● Exercises
A – In the article about Alexion Pharmaceuticals, who was installed as interim CEO?
B – In the article about Alexion Pharmaceuticals, rewrite the passage from "By, Mitchell Young" up to and including "of Astra Zeneca.", with "interim" changed to "acting".
C – Resume the article about Alexion Pharmaceuticals, picking up after its last sentence.

By, Mitchell Young
NEW HAVEN: When a company reports organic revenue growth of 18.6% year over year, hats typically get tipped to the company, all over Wall Street.
New Haven’s Alexion Pharmaceuticals [ NASDAQ: ALXN] did just that and more, its fourth quarter income was up substantially, from $67 million to $93 million. That’s real money, in anyone’s book, but there remain Alexion doubters still.
Only a couple of months back the company parted ways with its CEO David Hallal and CFO Vikhas Sinha and installed an interim CEO, David Brennan a board member and former CEO of Astra Zeneca.
The moves came in response to claims by a former employee about how sales were being booked. The company held back on its 3rd quarter 10Q filings and started its own "internal investigation," the news unleashed a couple of class action lawsuits as the stock hit a yearly low of $113 soon after the disclosures.
In early January however, Alexion filed the 10Q and said that there was no need for any restatement of income or sales. Case closed, one would hope but the the class action lawsuits and other questions cloud Alexions's future..
The stock however, has rebounded, opening at just under $138 a share the day of the earnings announcement before dropping back later, to $132 as we report, still higher, than when the bad news broke in November
Seems pretty rosy, but behind the numbers a couple of big questions still linger. The sales growth has come mostly from the company’s flagship product Soliris. Efforts to extend Soliris to other conditions hit a roadblock with a failed clinical trial in the fourth quarter..
Soliris drug treats a rare disease and at $440,000 per year it is about the most expensive drug on the world market, althugh another drug from Alexion is assuming that mantle. In addition as we reported in January, several companies are knocking on the door with competing products to Soliris, that could arrive in the next few years.

[Data items]
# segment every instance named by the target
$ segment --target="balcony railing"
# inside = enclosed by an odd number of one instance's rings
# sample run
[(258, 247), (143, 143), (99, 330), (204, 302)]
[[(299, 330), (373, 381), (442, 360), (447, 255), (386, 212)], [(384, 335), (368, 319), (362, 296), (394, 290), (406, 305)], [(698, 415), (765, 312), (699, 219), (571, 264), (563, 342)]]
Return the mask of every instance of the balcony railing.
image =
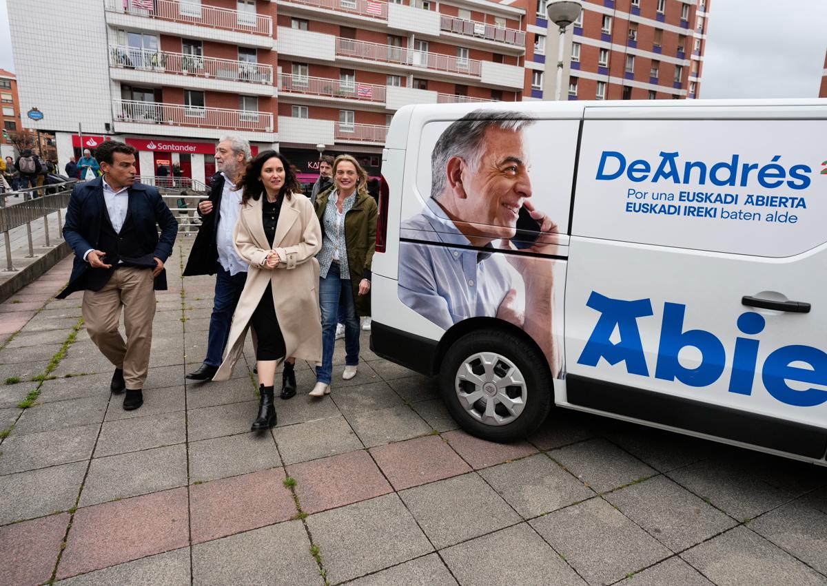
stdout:
[(273, 131), (273, 113), (269, 112), (228, 110), (137, 100), (114, 100), (112, 106), (115, 120), (120, 122), (167, 124), (174, 126), (252, 132)]
[(112, 12), (185, 22), (253, 35), (273, 34), (273, 19), (262, 14), (218, 8), (188, 0), (106, 0), (106, 9)]
[(388, 127), (381, 124), (337, 122), (334, 132), (336, 140), (342, 142), (384, 143), (388, 135)]
[(457, 35), (476, 36), (479, 39), (496, 40), (500, 43), (508, 43), (518, 47), (525, 46), (525, 33), (504, 26), (489, 25), (485, 22), (466, 21), (456, 17), (442, 15), (439, 19), (440, 28)]
[(385, 102), (385, 86), (373, 83), (359, 83), (339, 79), (311, 78), (304, 75), (279, 76), (279, 90), (308, 96), (343, 98), (360, 102)]
[(284, 0), (284, 2), (324, 8), (334, 12), (358, 14), (369, 18), (388, 20), (388, 2), (380, 0)]
[(448, 71), (476, 77), (480, 76), (482, 69), (481, 63), (473, 59), (461, 59), (440, 53), (412, 50), (351, 39), (337, 38), (336, 55), (341, 57), (422, 67), (435, 71)]
[(273, 66), (229, 59), (110, 46), (112, 67), (272, 85)]
[(485, 98), (469, 98), (468, 96), (457, 96), (453, 93), (437, 93), (437, 104), (467, 104), (476, 102), (494, 102), (494, 100)]

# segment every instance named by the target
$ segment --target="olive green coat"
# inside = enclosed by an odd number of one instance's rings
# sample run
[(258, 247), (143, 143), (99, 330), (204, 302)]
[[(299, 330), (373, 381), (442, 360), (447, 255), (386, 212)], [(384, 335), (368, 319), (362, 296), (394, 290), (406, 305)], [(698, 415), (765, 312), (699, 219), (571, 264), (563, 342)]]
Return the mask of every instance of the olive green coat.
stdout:
[[(316, 216), (324, 232), (324, 208), (327, 207), (327, 199), (333, 192), (330, 188), (316, 196)], [(376, 249), (376, 218), (379, 207), (376, 201), (370, 197), (365, 188), (356, 193), (356, 201), (353, 207), (345, 214), (345, 245), (347, 246), (347, 268), (351, 274), (351, 287), (353, 288), (353, 299), (356, 302), (356, 313), (360, 317), (370, 315), (370, 293), (359, 294), (359, 282), (366, 279), (370, 280), (370, 264), (373, 262), (373, 253)], [(323, 234), (327, 238), (327, 235)]]

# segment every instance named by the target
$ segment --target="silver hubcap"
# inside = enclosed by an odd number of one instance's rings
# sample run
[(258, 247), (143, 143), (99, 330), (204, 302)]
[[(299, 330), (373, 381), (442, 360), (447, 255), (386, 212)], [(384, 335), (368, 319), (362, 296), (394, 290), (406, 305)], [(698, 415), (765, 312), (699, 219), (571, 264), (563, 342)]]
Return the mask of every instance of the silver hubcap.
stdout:
[(490, 426), (514, 422), (525, 408), (525, 378), (511, 360), (496, 352), (466, 358), (457, 372), (454, 389), (468, 414)]

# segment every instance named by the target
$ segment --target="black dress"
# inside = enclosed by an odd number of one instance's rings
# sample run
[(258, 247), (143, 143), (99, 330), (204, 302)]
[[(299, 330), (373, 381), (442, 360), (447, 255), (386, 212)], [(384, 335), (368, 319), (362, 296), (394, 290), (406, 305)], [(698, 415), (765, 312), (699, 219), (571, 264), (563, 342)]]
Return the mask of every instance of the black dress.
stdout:
[[(279, 214), (281, 212), (281, 202), (284, 196), (274, 203), (267, 201), (265, 193), (261, 197), (264, 201), (261, 202), (261, 223), (264, 226), (265, 236), (270, 248), (273, 247), (273, 239), (275, 237), (275, 226), (279, 224)], [(270, 270), (264, 269), (264, 270)], [(275, 270), (275, 269), (274, 269)], [(275, 308), (273, 307), (273, 288), (270, 283), (267, 283), (259, 304), (253, 312), (250, 319), (253, 331), (256, 332), (257, 345), (256, 350), (256, 360), (278, 360), (284, 358), (287, 353), (284, 347), (284, 337), (281, 335), (281, 327), (279, 326), (279, 319), (275, 316)]]

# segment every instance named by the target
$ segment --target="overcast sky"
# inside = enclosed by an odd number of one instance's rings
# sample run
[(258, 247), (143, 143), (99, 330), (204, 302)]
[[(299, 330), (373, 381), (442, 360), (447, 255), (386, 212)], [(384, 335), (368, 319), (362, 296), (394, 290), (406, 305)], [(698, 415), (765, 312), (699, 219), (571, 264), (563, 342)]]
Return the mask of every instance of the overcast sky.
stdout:
[[(825, 30), (827, 0), (710, 0), (700, 97), (818, 96)], [(14, 71), (6, 0), (0, 69)]]

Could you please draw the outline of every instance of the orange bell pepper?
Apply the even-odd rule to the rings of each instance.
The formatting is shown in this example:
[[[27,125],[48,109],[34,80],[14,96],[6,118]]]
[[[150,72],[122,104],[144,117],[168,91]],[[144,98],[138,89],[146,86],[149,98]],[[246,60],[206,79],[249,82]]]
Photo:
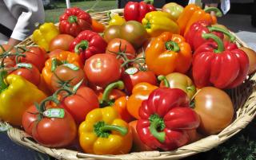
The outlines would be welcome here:
[[[100,100],[101,107],[111,106],[121,115],[122,119],[129,123],[133,120],[133,117],[129,114],[126,109],[127,97],[125,96],[118,96],[116,99],[110,99],[110,95],[113,92],[114,88],[124,89],[124,84],[119,80],[110,84],[104,90],[102,98]],[[118,91],[117,89],[115,89]],[[120,95],[119,95],[120,96]]]
[[[92,25],[91,25],[91,28],[93,29],[93,31],[97,32],[97,33],[102,33],[105,30],[105,25],[98,21],[95,19],[92,19]]]
[[[185,73],[191,64],[191,49],[185,38],[169,32],[162,33],[154,40],[146,51],[146,64],[156,75],[173,72]]]
[[[132,91],[132,95],[129,97],[127,101],[128,112],[138,119],[138,110],[142,106],[142,101],[147,100],[150,94],[158,87],[152,85],[149,83],[142,82],[137,84]]]
[[[73,64],[79,68],[82,68],[80,57],[78,54],[74,53],[70,53],[68,51],[62,51],[58,53],[53,55],[50,59],[48,59],[45,63],[45,67],[42,69],[42,74],[47,87],[51,89],[50,80],[53,75],[52,72],[52,62],[55,59],[57,61],[61,61],[64,63]]]
[[[195,4],[189,4],[186,6],[177,20],[177,23],[180,27],[181,35],[185,35],[187,30],[190,28],[190,25],[198,21],[206,20],[211,24],[216,24],[216,17],[208,14],[208,12],[210,11],[216,12],[217,17],[221,17],[222,15],[222,12],[215,7],[209,7],[205,10],[202,10]]]

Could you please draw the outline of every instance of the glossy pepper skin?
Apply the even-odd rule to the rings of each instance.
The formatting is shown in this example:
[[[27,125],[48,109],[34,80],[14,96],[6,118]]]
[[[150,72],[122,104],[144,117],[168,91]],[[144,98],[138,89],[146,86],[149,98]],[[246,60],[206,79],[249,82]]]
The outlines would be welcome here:
[[[14,126],[21,126],[24,111],[34,102],[39,103],[46,95],[18,75],[7,76],[0,72],[0,119]]]
[[[215,16],[211,16],[207,12],[215,11],[216,16],[221,17],[222,12],[214,7],[209,7],[202,10],[199,6],[194,4],[189,4],[186,6],[177,20],[177,23],[181,29],[181,34],[186,35],[186,33],[190,29],[190,25],[198,21],[206,20],[210,21],[210,24],[216,24],[217,18]]]
[[[216,31],[216,32],[214,32]],[[208,21],[199,21],[194,22],[191,26],[190,30],[185,35],[186,41],[190,45],[191,49],[193,51],[196,50],[200,45],[206,43],[206,41],[212,41],[212,39],[205,39],[202,37],[202,33],[214,33],[219,37],[221,39],[224,38],[223,33],[227,34],[227,30],[212,27],[210,22]],[[232,41],[234,39],[232,40]]]
[[[44,23],[34,31],[32,40],[46,51],[50,51],[49,44],[58,34],[59,34],[58,29],[54,23]]]
[[[183,12],[183,6],[175,3],[175,2],[170,2],[163,6],[162,8],[162,11],[169,13],[172,17],[172,20],[177,21],[179,18],[181,14]]]
[[[214,41],[203,44],[194,54],[192,71],[196,86],[214,85],[222,89],[241,84],[249,70],[246,53],[238,49],[225,49],[222,40],[214,34],[205,33],[202,37]]]
[[[137,84],[132,91],[132,95],[127,101],[127,111],[135,119],[140,119],[138,110],[142,106],[142,101],[147,100],[150,94],[158,87],[149,83],[142,82]]]
[[[79,54],[82,63],[97,53],[106,52],[107,43],[97,33],[90,30],[81,32],[70,45],[70,51]]]
[[[126,21],[142,22],[142,20],[147,13],[156,10],[152,4],[153,0],[144,0],[140,2],[129,2],[124,8],[124,18]]]
[[[110,23],[109,23],[109,26],[111,25],[122,25],[122,24],[124,24],[126,22],[126,20],[122,18],[121,16],[119,16],[118,14],[115,14],[112,17],[110,17]]]
[[[156,75],[167,75],[178,72],[185,73],[192,61],[191,49],[183,37],[162,33],[152,41],[146,51],[146,64]]]
[[[153,11],[146,14],[142,22],[147,33],[153,37],[159,36],[163,32],[178,34],[179,27],[172,18],[168,13]]]
[[[128,154],[132,146],[132,133],[128,123],[111,107],[98,108],[86,115],[79,126],[82,150],[94,154]]]
[[[122,119],[125,120],[126,122],[129,123],[133,120],[133,117],[130,115],[130,113],[127,111],[127,100],[128,97],[124,96],[118,96],[115,99],[110,99],[110,96],[112,93],[113,96],[113,91],[114,88],[118,89],[124,89],[125,84],[122,81],[118,80],[117,82],[114,82],[110,84],[104,90],[104,92],[102,94],[102,98],[100,100],[101,101],[101,107],[110,106],[113,107],[121,115]],[[120,91],[120,90],[115,90],[115,91]]]
[[[66,9],[59,18],[58,29],[61,33],[76,37],[80,32],[91,29],[92,19],[86,11],[77,8]]]
[[[45,67],[42,71],[42,77],[48,86],[49,89],[51,89],[51,76],[53,75],[53,60],[54,60],[58,64],[62,64],[63,63],[69,63],[76,65],[82,68],[82,62],[80,60],[79,56],[74,53],[70,53],[68,51],[62,51],[58,54],[52,56],[50,59],[46,61]],[[58,64],[59,63],[59,64]]]
[[[200,123],[189,106],[186,94],[180,89],[154,90],[139,109],[137,131],[141,140],[154,150],[171,150],[186,145],[190,141],[187,131]]]

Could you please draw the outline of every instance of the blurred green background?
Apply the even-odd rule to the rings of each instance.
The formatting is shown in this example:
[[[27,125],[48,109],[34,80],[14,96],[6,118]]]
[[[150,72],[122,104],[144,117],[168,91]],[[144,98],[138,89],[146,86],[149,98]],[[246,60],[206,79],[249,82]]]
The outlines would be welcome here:
[[[94,8],[94,11],[103,11],[118,8],[115,0],[101,0],[101,1],[88,1],[88,0],[70,0],[71,6],[77,6],[82,10],[89,10],[97,2]],[[45,6],[46,21],[58,22],[58,18],[65,11],[66,8],[65,0],[51,1],[50,3]]]

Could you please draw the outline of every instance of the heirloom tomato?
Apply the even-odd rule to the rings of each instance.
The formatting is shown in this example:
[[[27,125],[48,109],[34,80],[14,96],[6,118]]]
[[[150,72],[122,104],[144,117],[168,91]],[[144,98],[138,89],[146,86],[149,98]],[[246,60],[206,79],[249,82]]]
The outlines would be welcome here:
[[[201,118],[199,131],[207,135],[222,131],[234,116],[230,96],[224,91],[213,87],[198,91],[194,97],[194,111]]]

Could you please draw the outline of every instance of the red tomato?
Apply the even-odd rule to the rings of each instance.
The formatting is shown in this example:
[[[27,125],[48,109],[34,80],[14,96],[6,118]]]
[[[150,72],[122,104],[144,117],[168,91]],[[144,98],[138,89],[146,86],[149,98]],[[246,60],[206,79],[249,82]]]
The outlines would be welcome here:
[[[128,68],[129,69],[129,68]],[[127,71],[127,69],[126,69]],[[138,71],[134,74],[129,74],[126,72],[123,72],[122,75],[122,80],[125,84],[126,89],[129,94],[134,87],[141,82],[147,82],[153,85],[157,85],[157,78],[152,71]]]
[[[106,53],[114,54],[115,56],[120,55],[118,57],[118,59],[119,60],[120,63],[123,63],[124,60],[122,57],[124,56],[122,56],[120,53],[126,53],[126,56],[130,60],[136,57],[136,51],[129,41],[120,38],[114,38],[111,40],[108,43]]]
[[[86,87],[82,87],[74,95],[66,97],[62,103],[72,115],[77,124],[84,121],[90,111],[99,107],[97,95]]]
[[[53,108],[48,103],[46,108]],[[63,106],[59,105],[59,108]],[[41,145],[47,147],[64,147],[69,146],[77,136],[77,127],[71,115],[64,110],[63,118],[48,118],[43,116],[38,121],[34,105],[30,107],[23,114],[22,126],[26,133]]]
[[[24,53],[26,57],[22,57],[21,62],[33,64],[41,72],[48,58],[46,50],[36,46],[28,47],[27,49],[29,51]]]
[[[31,68],[22,67],[12,72],[11,74],[19,75],[36,86],[40,84],[40,72],[33,64],[31,64]]]
[[[55,49],[68,51],[74,39],[74,38],[69,34],[58,34],[50,41],[49,44],[49,49],[50,51]]]
[[[121,77],[121,63],[112,54],[96,54],[86,60],[84,71],[89,81],[105,88]]]
[[[62,64],[58,66],[54,70],[51,76],[51,87],[54,91],[61,88],[64,84],[66,84],[67,87],[72,88],[82,80],[83,80],[83,84],[86,84],[86,78],[82,69],[76,67],[76,70],[74,70]]]
[[[2,49],[2,47],[0,47],[0,55],[2,54],[4,52],[6,52],[8,50],[10,50],[10,53],[15,53],[15,49],[13,46],[7,45],[7,44],[3,44],[2,45],[3,49]],[[9,57],[9,58],[10,58],[11,60],[15,60],[15,57],[12,56],[12,57]]]
[[[55,57],[56,55],[59,54],[61,52],[63,52],[63,50],[62,49],[54,49],[53,51],[51,51],[50,53],[49,53],[48,56],[50,58]]]

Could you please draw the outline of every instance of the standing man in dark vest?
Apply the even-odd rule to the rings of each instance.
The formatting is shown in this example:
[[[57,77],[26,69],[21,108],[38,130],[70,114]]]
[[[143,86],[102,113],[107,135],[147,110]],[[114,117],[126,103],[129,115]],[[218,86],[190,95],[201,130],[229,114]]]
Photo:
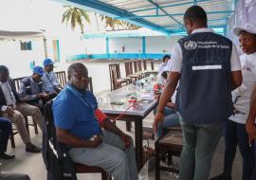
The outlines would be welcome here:
[[[206,180],[223,122],[231,114],[231,90],[242,83],[241,64],[235,45],[207,27],[207,14],[201,7],[189,8],[183,20],[189,36],[172,50],[154,129],[164,118],[164,107],[179,81],[176,104],[184,141],[180,180]]]

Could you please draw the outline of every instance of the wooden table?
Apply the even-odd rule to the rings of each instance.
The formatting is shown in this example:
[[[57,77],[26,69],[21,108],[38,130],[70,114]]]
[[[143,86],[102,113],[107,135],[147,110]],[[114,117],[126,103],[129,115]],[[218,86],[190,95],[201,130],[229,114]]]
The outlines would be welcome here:
[[[120,115],[123,115],[119,120],[135,122],[135,145],[137,170],[140,170],[143,165],[142,121],[156,105],[156,100],[154,99],[153,96],[153,86],[155,81],[155,76],[147,77],[137,81],[136,84],[130,84],[104,96],[98,97],[100,109],[110,118],[115,119]],[[136,104],[139,104],[139,108],[130,107],[132,104],[128,102],[128,100],[131,97],[137,97],[137,102]],[[123,104],[115,105],[113,102],[121,102]]]

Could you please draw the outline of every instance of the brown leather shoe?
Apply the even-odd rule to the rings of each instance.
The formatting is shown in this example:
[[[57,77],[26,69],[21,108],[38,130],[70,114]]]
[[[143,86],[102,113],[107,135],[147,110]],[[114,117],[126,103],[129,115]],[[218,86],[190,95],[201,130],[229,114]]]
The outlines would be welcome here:
[[[33,145],[32,143],[26,144],[26,152],[38,153],[41,152],[41,148],[38,148],[37,146]]]

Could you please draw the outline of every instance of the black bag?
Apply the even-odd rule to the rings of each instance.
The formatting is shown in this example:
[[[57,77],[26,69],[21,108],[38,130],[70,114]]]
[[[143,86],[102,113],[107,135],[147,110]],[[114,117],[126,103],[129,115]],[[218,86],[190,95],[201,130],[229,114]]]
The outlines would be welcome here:
[[[47,171],[47,180],[77,180],[75,165],[66,149],[56,138],[51,112],[52,100],[45,106],[43,131],[43,158]]]

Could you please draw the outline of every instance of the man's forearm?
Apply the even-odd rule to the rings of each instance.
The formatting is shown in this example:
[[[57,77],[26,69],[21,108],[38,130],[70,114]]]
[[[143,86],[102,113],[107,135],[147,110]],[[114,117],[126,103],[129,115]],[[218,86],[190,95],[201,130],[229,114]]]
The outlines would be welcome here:
[[[104,130],[112,132],[119,136],[123,135],[122,131],[120,131],[114,123],[112,123],[109,118],[106,118],[102,121],[102,126]]]
[[[248,123],[254,123],[256,117],[256,85],[251,95],[249,114],[247,117]]]
[[[168,81],[164,87],[163,93],[160,97],[160,100],[157,106],[157,112],[160,113],[164,112],[164,107],[169,102],[171,97],[173,96],[173,94],[176,89],[178,80],[179,74],[171,72],[170,76],[168,77]]]

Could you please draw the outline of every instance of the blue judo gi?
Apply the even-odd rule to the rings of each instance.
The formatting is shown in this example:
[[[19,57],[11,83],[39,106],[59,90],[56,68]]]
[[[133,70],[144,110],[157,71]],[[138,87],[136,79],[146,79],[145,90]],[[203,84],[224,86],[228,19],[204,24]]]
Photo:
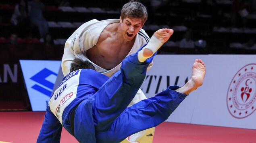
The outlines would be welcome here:
[[[67,75],[50,99],[37,143],[60,142],[62,126],[80,143],[119,143],[167,119],[186,96],[177,86],[127,107],[156,54],[143,62],[137,52],[128,56],[110,78],[92,69]]]

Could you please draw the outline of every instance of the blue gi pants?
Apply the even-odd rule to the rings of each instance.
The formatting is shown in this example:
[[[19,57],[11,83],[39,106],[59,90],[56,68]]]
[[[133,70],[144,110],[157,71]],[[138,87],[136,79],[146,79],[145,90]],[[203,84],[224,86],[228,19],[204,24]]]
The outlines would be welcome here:
[[[92,129],[97,143],[119,143],[165,121],[186,97],[173,91],[179,87],[170,87],[155,97],[127,108],[142,84],[146,68],[155,55],[142,63],[138,60],[137,54],[126,58],[121,70],[94,96],[78,105],[75,114],[74,135],[79,142],[92,143],[88,142],[89,135],[83,134],[83,130]],[[92,119],[88,119],[87,114],[92,114]],[[94,125],[88,124],[92,121]]]

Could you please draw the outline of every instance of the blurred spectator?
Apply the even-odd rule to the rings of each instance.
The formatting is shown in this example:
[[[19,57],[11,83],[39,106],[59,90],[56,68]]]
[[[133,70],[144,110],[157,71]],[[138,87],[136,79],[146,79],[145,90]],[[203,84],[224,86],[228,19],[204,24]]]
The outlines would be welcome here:
[[[26,0],[20,0],[15,7],[10,22],[15,26],[13,29],[20,36],[26,36],[30,34],[29,18],[28,16],[30,7]]]
[[[250,13],[256,14],[256,0],[249,0],[248,11]]]
[[[10,44],[7,46],[10,55],[12,58],[29,59],[33,49],[33,45],[19,44],[17,41],[19,38],[15,33],[10,34]]]
[[[53,39],[52,35],[49,33],[47,33],[44,38],[44,43],[46,45],[54,44]]]
[[[40,34],[40,42],[44,42],[44,38],[48,32],[48,23],[43,16],[44,4],[40,0],[32,0],[29,2],[31,7],[29,17],[31,24],[37,26]]]
[[[48,60],[56,60],[53,39],[49,33],[47,33],[45,37],[44,44],[44,52],[43,53],[41,53],[42,54],[44,58]]]
[[[70,3],[68,0],[55,0],[57,6],[69,6]]]
[[[70,4],[68,0],[62,0],[60,1],[59,6],[69,6]]]
[[[248,13],[246,8],[245,0],[233,0],[231,12],[231,26],[245,28],[246,17]]]
[[[12,33],[10,34],[10,44],[12,45],[17,45],[18,44],[17,39],[18,36],[16,34]]]
[[[183,38],[179,42],[180,48],[194,48],[194,41],[192,40],[192,33],[191,30],[188,30],[183,36]]]
[[[10,20],[13,25],[27,25],[29,23],[28,14],[30,8],[27,6],[27,2],[25,0],[21,0],[15,6]]]
[[[255,38],[250,38],[244,44],[245,48],[248,50],[256,50],[256,40]]]

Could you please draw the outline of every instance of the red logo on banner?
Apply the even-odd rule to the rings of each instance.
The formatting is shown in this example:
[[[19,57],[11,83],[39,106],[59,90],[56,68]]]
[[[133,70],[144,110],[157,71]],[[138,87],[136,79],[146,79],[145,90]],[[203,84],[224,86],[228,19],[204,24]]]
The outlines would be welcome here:
[[[231,81],[227,91],[227,104],[234,117],[246,118],[256,109],[256,64],[240,69]]]

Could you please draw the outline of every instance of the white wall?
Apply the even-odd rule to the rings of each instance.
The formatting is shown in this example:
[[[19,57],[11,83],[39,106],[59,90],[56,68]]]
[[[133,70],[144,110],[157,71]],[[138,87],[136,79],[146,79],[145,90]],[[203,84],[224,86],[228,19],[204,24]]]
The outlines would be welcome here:
[[[204,84],[189,94],[167,121],[256,129],[254,122],[256,119],[254,113],[256,109],[256,55],[157,55],[142,85],[142,91],[148,98],[154,96],[160,76],[158,93],[167,88],[168,76],[170,85],[174,85],[177,77],[179,77],[177,85],[184,85],[186,79],[190,78],[196,58],[202,59],[206,66]],[[152,79],[147,93],[151,77]],[[231,84],[234,80],[236,82]],[[244,100],[241,98],[242,87],[248,88],[246,93],[250,96],[247,100],[246,94],[244,94]],[[227,100],[230,97],[230,100]]]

● Results of the exercise
A – David Brennan, a board member and former CEO of Astra Zeneca.

B –
By, Mitchell Young
NEW HAVEN: When a company reports organic revenue growth of 18.6% year over year, hats typically get tipped to the company, all over Wall Street.
New Haven’s Alexion Pharmaceuticals [ NASDAQ: ALXN] did just that and more, its fourth quarter income was up substantially, from $67 million to $93 million. That’s real money, in anyone’s book, but there remain Alexion doubters still.
Only a couple of months back the company parted ways with its CEO David Hallal and CFO Vikhas Sinha and installed an acting CEO, David Brennan a board member and former CEO of Astra Zeneca.

C –
In 2015 Alexion under then CEO and Founder Leonard Bell set out to diversify its drug pipeline with the $8.4 billion acquisition of Synageva of Lexington, Mass. The acquisition and an earlier one for $610 million in 2012 of Enobia of Montreal Canada had been projected to bring in as much as $1.7 billion in new sales. Much of that growth is expected to come from Synageva’s drug Kanuma. Drugs from both companies received FDA approvals at the end of 2015. So far sales have created some skeptics on the Synageva acquisition, as sales of Kanuma for 2016 were reported at only $29 million with $11 million coming in the fourth quarter.
Sales from Enobia’s drug Strensiq however showed a hefty increase from $11to $71 million in the fourth quarter. Strensig treats a very rare inherited bone disorder. British National Institute for Health and Care Excellence (NICE) initially denied the purchase of the drug, due to it price, reportedly costing potentially $2 milion per year per patient. The regulator relented because of the drugs potential to signfiicantly aid a small number of babies and children.
Alexion is forecasting a sales increase to $3.5 billion for2017 and said it was buying back up to $1 billion of its shares.